START Exercise data
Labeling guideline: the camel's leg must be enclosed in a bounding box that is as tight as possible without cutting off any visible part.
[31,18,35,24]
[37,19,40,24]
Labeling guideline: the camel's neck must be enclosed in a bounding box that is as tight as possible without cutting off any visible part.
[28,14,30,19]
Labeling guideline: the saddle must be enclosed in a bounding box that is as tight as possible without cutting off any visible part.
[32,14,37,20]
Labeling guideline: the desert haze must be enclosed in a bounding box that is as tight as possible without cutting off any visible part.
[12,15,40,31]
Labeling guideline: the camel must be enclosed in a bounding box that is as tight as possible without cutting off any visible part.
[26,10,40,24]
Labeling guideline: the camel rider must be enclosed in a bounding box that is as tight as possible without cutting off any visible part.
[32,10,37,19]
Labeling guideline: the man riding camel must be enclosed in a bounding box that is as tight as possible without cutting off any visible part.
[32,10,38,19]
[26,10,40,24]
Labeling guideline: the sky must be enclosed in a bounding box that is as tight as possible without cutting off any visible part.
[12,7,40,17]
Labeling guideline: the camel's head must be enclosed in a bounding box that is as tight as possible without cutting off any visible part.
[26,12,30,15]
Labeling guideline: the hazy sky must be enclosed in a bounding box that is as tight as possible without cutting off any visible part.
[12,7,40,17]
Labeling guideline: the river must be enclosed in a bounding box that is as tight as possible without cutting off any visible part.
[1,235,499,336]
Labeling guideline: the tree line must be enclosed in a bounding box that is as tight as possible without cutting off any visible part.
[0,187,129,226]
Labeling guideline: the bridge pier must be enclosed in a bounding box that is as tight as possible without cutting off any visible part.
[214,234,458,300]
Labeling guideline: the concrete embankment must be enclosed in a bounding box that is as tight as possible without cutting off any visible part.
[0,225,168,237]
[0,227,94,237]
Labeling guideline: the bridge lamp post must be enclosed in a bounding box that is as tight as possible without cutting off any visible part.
END Exercise data
## Aim of the task:
Output every entry exactly as it appears.

## Output for this exercise:
Labeling guideline: the camel's leg must be enclosed in a bounding box that is as tight as possible without cutting off any visible part.
[31,18,35,24]
[37,19,40,24]
Labeling guideline: the camel's neck must be enclosed in a bounding box that is as tight as possible without cutting off any visible part.
[28,14,30,19]
Labeling guideline: the saddle must be enclosed in a bounding box that is as tight as possible without cutting off any visible part.
[32,14,37,20]
Labeling guideline: the desert haze must be enclosed in a bounding box that is as tight as possible without cutting off any visible part.
[12,15,40,31]
Labeling guideline: the camel must be enclosed in a bounding box that is as tight as possible without cutting off any visible part.
[26,10,40,24]
Labeling guideline: the camel rider must be enclosed in a bounding box that is as tight as possible without cutting off any visible part.
[32,10,37,19]
Labeling guideline: the man riding camel must be enclosed in a bounding box that is as tight as possible without cutting off any visible part.
[32,10,38,19]
[26,10,40,24]
Labeling guideline: the sky must be enclosed in a bounding box that is as tight as possible without cutting off any visible part.
[12,7,40,17]
Labeling guideline: the camel's head must be enclosed in a bounding box that is as tight as possible without cutting off any visible part.
[26,12,30,15]
Labeling guideline: the hazy sky must be enclosed in a bounding box that is as tight as possible without cutting off any visible part.
[12,7,40,17]
Labeling guideline: the river must be enclosed in a bounding box that is as tight as possible without cutting off any visible part.
[1,235,499,336]
Labeling guideline: the tree line must be enclosed in a bounding box that is as tight as possible without cutting off any visible part.
[0,187,129,226]
Labeling guideline: the bridge pier must be enclosed in a bounding box that is as tight as possible without cutting off any visible part.
[214,234,458,300]
Labeling guideline: the concrete embankment must be enclosed in a bounding box that is as tight as possible without cutting off any visible part.
[0,225,168,237]
[0,227,94,237]
Labeling guideline: the bridge lamp post must be enclosed in a bounding box that is as tight as possible without cutting off any visible part.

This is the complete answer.